Without the pictures, set down the records below word for word.

─── Extracted material ───

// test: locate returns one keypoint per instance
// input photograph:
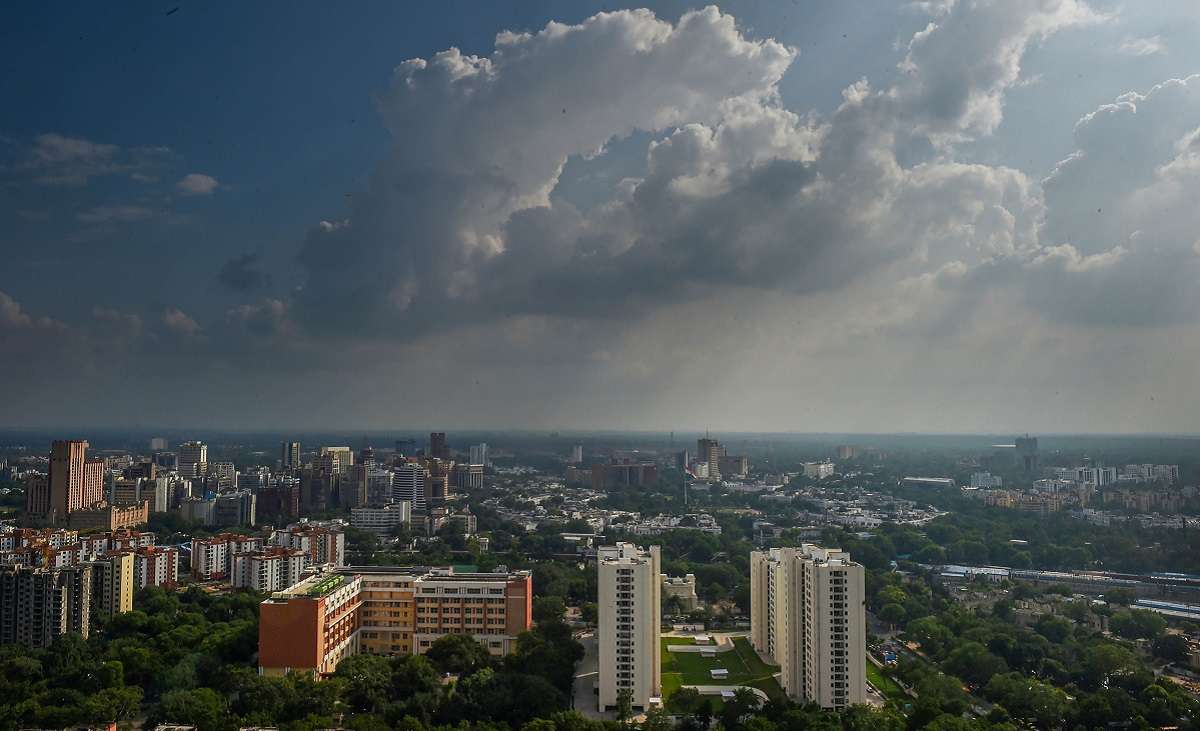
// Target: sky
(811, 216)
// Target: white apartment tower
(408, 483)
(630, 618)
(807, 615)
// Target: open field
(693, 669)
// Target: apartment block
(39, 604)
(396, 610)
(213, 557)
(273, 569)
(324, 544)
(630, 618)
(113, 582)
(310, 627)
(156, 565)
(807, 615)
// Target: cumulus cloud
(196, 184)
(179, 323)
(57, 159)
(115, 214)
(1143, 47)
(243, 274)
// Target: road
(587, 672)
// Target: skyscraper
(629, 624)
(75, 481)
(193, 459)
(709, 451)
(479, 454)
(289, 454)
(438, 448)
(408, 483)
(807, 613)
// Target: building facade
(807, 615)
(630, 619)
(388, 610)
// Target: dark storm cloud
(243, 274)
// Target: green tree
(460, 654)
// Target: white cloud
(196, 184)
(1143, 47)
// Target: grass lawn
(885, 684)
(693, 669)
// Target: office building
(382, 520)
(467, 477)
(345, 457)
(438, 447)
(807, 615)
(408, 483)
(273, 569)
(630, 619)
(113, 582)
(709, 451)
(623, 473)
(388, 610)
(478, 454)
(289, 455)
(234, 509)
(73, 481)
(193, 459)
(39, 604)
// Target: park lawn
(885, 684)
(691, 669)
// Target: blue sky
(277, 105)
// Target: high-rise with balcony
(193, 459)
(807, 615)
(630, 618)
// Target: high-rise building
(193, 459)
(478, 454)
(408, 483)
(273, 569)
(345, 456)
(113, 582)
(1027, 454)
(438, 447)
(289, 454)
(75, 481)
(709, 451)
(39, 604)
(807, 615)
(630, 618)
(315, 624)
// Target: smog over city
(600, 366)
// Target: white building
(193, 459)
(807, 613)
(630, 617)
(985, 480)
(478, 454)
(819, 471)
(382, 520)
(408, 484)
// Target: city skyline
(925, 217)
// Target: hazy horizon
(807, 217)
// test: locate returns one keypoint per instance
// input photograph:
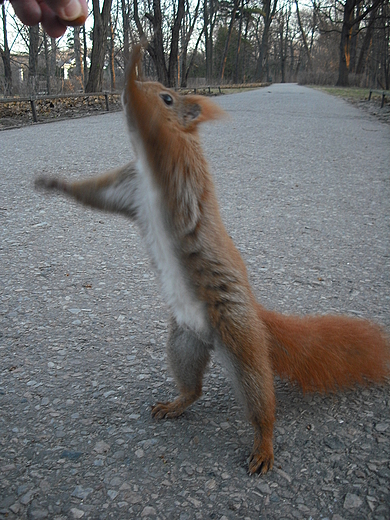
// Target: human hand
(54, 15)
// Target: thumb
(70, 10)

───

Response below:
// test: locate returns one keypoint per instance
// input photograph:
// Target: sky
(811, 216)
// Target: white apartment tower
(408, 483)
(630, 618)
(807, 615)
// Target: open field
(693, 669)
// Target: apartment block
(39, 604)
(396, 610)
(213, 557)
(273, 569)
(324, 544)
(630, 618)
(113, 582)
(310, 627)
(156, 565)
(807, 615)
// Target: cumulus cloud
(196, 184)
(179, 323)
(57, 159)
(115, 214)
(1143, 47)
(243, 274)
// Target: road
(587, 672)
// Target: skyscraper
(629, 624)
(75, 481)
(193, 459)
(709, 451)
(479, 454)
(289, 454)
(438, 448)
(408, 483)
(807, 613)
// Target: building facade
(807, 615)
(630, 619)
(388, 610)
// Target: dark storm cloud
(243, 274)
// Target: green tree
(460, 654)
// Target: white cloud
(196, 184)
(1143, 47)
// Target: grass lawn
(885, 684)
(693, 669)
// Target: office building
(382, 520)
(467, 477)
(345, 457)
(438, 447)
(807, 615)
(408, 483)
(273, 569)
(630, 619)
(113, 582)
(709, 451)
(623, 473)
(388, 610)
(478, 454)
(289, 455)
(234, 509)
(73, 481)
(193, 459)
(39, 604)
// Target: park lawn
(885, 684)
(691, 669)
// Target: blue sky
(277, 105)
// Target: high-rise with balcony
(193, 459)
(807, 615)
(630, 618)
// Target: high-rise building
(193, 459)
(478, 454)
(408, 483)
(273, 569)
(345, 456)
(113, 582)
(1027, 454)
(438, 447)
(289, 454)
(75, 481)
(709, 451)
(39, 604)
(807, 615)
(630, 618)
(315, 624)
// Target: smog over city
(600, 366)
// Target: white building
(193, 459)
(807, 613)
(630, 617)
(985, 480)
(478, 454)
(819, 471)
(382, 520)
(408, 484)
// Target: city skyline
(925, 217)
// Target: hazy horizon
(807, 217)
// test: locate returns one keypoint per instance
// input photograph:
// Target: human hand
(54, 15)
// Target: thumb
(70, 10)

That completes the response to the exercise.